▶ CONSIGNE DONNÉE A
Dans la liste, remplacez « dark blue sky » par « navy blue sky » dans la partie qui commence à la ligne contenant « Referring to the image provided above, detect the dark blue » et s'étend jusqu'à la fin de la liste, puis recopiez cette partie sans rien modifier d'autre, s'il vous plaît.

▶ EXTRAIT À LIRE
====
Le rôle de la réfraction de la lumière sur des gouttelettes d'eau est suspecté en Europe par T. De Freiberg. Des spécialistes de l’histoire des sciences, on apprend que, dans les textes comme dans les images depuis l'Antiquité jusqu'au Moyen Age, les arcs-en-ciel ont trois, quatre ou cinq couleurs, mais jamais sept, car le spectre n'était pas encore connu. 
Robert Grossetête est l'un des premiers à distinguer sept couleurs fondamentales, au début du XIIIe siècle. Son disciple Roger Bacon,  comme nous le savons déjà, a étudié les lentilles et donna de l’œil humain un diagramme géométrique. En parallèle à cette étude, il s’est penché sur le rôle de la réfraction sur les couleurs de l’arc-en-ciel. A ce sujet, il a dit : « Nous avons tous déjà admiré un arc-en-ciel, remarqué que ce phénomène apparaît chaque fois que le soleil brille par temps de pluie, mais avons-nous observé attentivement ses caractéristiques ? Son centre est toujours opposé au soleil par rapport à l’observateur, les couloirs qu’il peint sont invariables mais plus ou moins visibles : rouge à l’extérieur puis orange, jaune, vert, bleu, violet à l’intérieur. Nous pouvons parfois contempler ces mêmes teintes sur le jet d’une fontaine, dans la poussière produite par les roues du moulin ou les avirons». Sur le même sujet il ajoute: «Constatons alors que, toujours, nous tournons le dos au soleil et précisons nos observations. Puisqu’une même couleur apparaît selon un arc de cercle, l’angle sous lequel nous voyons à droite, à gauche, en haut, est constant, il peut être important de le mesurer». Bacon montra que, quel que soit le phénomène considéré (arc-en-ciel ou fontaine), le rouge est toujours le lieu des points faisant avec la direction soleil-œil un angle d’environ 42°, le violet apparaît sous un angle un peu plus faible.
====
▶ DONNÉES FOURNIES

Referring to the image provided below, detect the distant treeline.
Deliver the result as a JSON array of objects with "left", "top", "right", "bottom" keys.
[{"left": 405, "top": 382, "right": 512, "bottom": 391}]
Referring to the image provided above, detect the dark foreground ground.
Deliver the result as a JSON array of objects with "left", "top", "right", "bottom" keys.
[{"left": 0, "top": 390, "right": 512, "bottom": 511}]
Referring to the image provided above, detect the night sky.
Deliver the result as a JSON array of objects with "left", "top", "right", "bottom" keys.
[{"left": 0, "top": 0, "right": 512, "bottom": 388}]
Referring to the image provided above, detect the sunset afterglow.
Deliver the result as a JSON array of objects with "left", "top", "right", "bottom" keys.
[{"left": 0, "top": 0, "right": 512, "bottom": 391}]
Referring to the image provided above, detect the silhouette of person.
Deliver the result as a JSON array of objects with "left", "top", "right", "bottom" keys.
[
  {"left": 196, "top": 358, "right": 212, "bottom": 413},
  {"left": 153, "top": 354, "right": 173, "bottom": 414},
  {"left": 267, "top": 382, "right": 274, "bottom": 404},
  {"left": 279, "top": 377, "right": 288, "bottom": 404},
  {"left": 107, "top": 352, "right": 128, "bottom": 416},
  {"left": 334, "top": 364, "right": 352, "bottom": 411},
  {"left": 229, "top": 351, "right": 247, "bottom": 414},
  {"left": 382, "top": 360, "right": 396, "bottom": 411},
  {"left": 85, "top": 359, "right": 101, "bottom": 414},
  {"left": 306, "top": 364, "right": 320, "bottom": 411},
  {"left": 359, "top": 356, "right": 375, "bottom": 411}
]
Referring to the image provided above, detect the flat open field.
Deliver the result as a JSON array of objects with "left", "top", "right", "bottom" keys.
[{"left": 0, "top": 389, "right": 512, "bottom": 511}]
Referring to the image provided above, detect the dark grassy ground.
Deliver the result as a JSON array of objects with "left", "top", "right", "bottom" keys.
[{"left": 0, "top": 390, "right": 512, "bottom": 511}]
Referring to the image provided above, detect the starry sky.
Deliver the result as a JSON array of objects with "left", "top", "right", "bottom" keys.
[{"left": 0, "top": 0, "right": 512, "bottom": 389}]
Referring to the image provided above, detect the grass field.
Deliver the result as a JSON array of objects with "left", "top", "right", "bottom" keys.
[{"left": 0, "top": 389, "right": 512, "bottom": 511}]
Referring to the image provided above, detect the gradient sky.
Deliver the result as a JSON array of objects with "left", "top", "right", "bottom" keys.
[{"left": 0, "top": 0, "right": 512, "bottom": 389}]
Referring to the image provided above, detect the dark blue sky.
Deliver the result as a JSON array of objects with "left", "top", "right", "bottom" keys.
====
▶ CONSIGNE DONNÉE B
Reprenez le texte sur l'arc-en-ciel et la réfraction de la lumière là où il s'arrête, et prolongez-le.

▶ RÉSULTAT FINAL A
Referring to the image provided above, detect the navy blue sky.
Deliver the result as a JSON array of objects with "left", "top", "right", "bottom" keys.

▶ RÉSULTAT FINAL B
Thierry de Freiberg (mort en 1311) a donné une première interprétation satisfaisante en ayant l’idée d’abord de reproduire les couleurs de l’arc-en-ciel au moyen de vases  sphériques emplis d’eau et de les éclairer par des rayons solaires. Cette expérience lui a permis de faire une observation décisive : «Une fiole aqueuse paraît rouge lorsqu’en la regardant le dos au soleil, on la tient à bout de bras dans une position bien précise, un peu au-dessus de la tête; elle reste rouge si on l’approche, la recule, si on la déplace d’un côté, de l’autre, à condition que l’angle sous lequel on la voit soit toujours conservé, cet angle valant lui aussi approximativement 42° par rapport à la direction soleil-œil. Si nous descendons un peu la fiole, la sphère aqueuse apparaît orange, puis jaune, verte, bleue, enfin violette avant de reprendre son aspect incolore habituel. Précisons donc ces expériences : à l’intérieur d’une sphère aqueuse les rayons subissent deux réfractions séparées par une réflexion, paraissent rouges lorsqu’ils sont vus sous un angle de 42° soleil-objet; ils paraissent orange puis jaunes pour des angles de plus en plus petits. L’interprétation de l’arc-en-ciel est devenue alors immédiate : le phénomène est dû à des réfractions et réflexions successives des rayons du soleil dans les gouttes de pluie. Des couleurs différentes correspondent à des angles de réfractions différents. Tous les phénomènes colorés peuvent être interprétés de manière analogue, et dans tous les cas on peut faire correspondre à chacune des teintes observées un angle de réfraction propre».
Mais que sont les couleurs? De Freiberg tenta de les expliquer par le mélange de deux qualités opposées: l’éclat et l’obscurité, pour lui, «celles-ci donnent, en proportions égales, la lumière blanche. La réfraction provoque un affaiblissement de lumière : l’éclat est réduit et l’obscurité augmente. Plus la déviation du rayon réfracté est grande, moins l’éclat est intense : la couleur la plus vive est le rouge, moins déviée, la plus sombre le bleu, plus détournée par rapport à l’incidence». Dans cette période du Bas Moyen Age, ces belles découvertes basées sur les phénomènes de réflexion et de réfraction sont interprétées de façon géométrique  sans pour autant savoir les mathématiques et les déductions permettant de déterminer pourquoi de tels effets existent : ceux-ci doivent résulter d’une cause unique dont il faut, en appliquant la méthode inductive, déterminer la substance.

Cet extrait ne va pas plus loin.